• [Extrait à lire]:
• • • • •
Certains en rigolent sur les réseaux sociaux, d’autres en font des livres (tel "Tiré par les cheveux, des enseignes qui décoiffent" en 2018) ou des études très sérieuses comme cette carte interactive française des "établissements de coiffure […] dans le but de détecter des jeux de mots ravissants".

Mais peut-on faire le même exercice pour la Belgique ? Peut-on identifier de manière presque exhaustive la liste de tous les coiffeurs et coiffeuses amateurs de jeux de mots dans notre pays ? A la fois pour mettre en lumière un métier artisanal essentiel dans le tissu social et en guise d’exercice de datajournalisme, nous nous sommes lancés dans l’aventure.

Des données au poil

Pour bien commencer, il faut un jeu de données. Le nôtre est tout trouvé : le fichier open data de la Banque Carrefour des Entreprises (BCE). Avec plus d’un million d’entrées, on y trouve "des informations sur toutes les entités actives enregistrées dans la BCE". Etape importante : les données intéressantes (nom de l’entreprise, adresse…) sont en fait séparées dans plusieurs fichiers qu’il faudra au préalable reconstituer.

Partant de notre million d’entreprises, nous devons effectuer un premier tri. Heureusement, chaque entité est associée à un code NACE, une série de chiffres qui indique le type d’activité exercé par l’entreprise.
• • • • •
• [Lignes fournies]:

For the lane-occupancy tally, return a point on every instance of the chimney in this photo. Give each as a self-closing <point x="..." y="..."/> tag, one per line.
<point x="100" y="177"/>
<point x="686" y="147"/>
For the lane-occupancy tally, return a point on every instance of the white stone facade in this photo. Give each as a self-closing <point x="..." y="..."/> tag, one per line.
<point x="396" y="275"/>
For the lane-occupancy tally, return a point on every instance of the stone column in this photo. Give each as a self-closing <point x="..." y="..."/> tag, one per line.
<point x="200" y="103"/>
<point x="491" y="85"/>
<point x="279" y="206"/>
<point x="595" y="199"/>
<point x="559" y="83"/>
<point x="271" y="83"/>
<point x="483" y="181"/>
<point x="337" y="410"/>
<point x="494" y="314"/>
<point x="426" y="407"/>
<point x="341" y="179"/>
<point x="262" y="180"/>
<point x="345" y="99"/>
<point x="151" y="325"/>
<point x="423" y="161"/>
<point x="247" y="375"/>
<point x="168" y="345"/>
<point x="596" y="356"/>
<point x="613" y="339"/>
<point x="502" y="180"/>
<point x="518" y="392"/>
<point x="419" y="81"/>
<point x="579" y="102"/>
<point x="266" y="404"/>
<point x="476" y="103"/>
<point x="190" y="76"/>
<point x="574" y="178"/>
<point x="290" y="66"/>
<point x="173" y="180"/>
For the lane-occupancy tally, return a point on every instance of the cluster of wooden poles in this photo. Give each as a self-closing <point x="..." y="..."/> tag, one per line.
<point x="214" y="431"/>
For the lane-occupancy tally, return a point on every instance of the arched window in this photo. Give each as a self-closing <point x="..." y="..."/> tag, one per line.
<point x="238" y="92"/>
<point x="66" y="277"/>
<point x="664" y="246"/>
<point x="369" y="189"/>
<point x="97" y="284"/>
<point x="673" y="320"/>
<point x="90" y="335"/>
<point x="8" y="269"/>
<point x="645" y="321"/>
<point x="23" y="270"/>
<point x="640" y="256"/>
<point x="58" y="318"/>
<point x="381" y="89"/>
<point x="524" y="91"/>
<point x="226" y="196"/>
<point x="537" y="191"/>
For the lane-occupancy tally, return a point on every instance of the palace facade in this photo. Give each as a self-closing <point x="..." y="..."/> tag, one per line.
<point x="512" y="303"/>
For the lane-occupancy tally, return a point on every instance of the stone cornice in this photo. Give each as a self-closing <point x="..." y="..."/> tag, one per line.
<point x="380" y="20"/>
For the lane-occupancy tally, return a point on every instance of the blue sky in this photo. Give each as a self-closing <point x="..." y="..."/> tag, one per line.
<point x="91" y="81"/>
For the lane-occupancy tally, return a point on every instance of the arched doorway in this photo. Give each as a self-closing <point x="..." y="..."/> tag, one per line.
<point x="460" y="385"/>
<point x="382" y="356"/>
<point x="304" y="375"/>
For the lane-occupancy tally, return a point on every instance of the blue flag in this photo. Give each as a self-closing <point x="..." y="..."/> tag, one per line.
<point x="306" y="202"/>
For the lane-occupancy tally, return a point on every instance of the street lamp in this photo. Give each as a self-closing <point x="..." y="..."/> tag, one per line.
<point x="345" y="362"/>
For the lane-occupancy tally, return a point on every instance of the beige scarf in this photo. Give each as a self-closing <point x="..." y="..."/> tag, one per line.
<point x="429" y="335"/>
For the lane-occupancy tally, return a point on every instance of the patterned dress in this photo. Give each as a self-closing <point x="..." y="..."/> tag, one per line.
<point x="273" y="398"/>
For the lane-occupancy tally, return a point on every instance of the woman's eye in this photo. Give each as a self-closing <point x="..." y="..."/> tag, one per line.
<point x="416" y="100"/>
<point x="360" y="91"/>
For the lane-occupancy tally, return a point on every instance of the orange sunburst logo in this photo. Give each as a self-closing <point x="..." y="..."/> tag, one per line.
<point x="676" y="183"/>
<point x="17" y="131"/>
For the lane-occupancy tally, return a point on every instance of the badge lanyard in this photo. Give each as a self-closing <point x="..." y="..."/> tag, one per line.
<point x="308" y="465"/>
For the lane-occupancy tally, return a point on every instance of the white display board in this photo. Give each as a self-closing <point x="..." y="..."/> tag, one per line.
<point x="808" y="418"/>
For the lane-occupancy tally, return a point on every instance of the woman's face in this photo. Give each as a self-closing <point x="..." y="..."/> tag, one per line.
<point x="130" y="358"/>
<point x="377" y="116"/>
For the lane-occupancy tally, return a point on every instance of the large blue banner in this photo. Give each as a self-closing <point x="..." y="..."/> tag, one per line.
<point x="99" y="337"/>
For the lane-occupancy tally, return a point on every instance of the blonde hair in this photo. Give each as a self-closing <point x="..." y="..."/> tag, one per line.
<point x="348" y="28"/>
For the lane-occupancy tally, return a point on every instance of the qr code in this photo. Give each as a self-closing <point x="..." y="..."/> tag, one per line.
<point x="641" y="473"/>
• • • • •
Recopiez intégralement, sans rien modifier, l'extrait sur les coiffeurs belges amateurs de jeux de mots. Ces lignes n'ont aucun lien avec l'extrait.

Certains en rigolent sur les réseaux sociaux, d’autres en font des livres (tel "Tiré par les cheveux, des enseignes qui décoiffent" en 2018) ou des études très sérieuses comme cette carte interactive française des "établissements de coiffure […] dans le but de détecter des jeux de mots ravissants".

Mais peut-on faire le même exercice pour la Belgique ? Peut-on identifier de manière presque exhaustive la liste de tous les coiffeurs et coiffeuses amateurs de jeux de mots dans notre pays ? A la fois pour mettre en lumière un métier artisanal essentiel dans le tissu social et en guise d’exercice de datajournalisme, nous nous sommes lancés dans l’aventure.

Des données au poil

Pour bien commencer, il faut un jeu de données. Le nôtre est tout trouvé : le fichier open data de la Banque Carrefour des Entreprises (BCE). Avec plus d’un million d’entrées, on y trouve "des informations sur toutes les entités actives enregistrées dans la BCE". Etape importante : les données intéressantes (nom de l’entreprise, adresse…) sont en fait séparées dans plusieurs fichiers qu’il faudra au préalable reconstituer.

Partant de notre million d’entreprises, nous devons effectuer un premier tri. Heureusement, chaque entité est associée à un code NACE, une série de chiffres qui indique le type d’activité exercé par l’entreprise.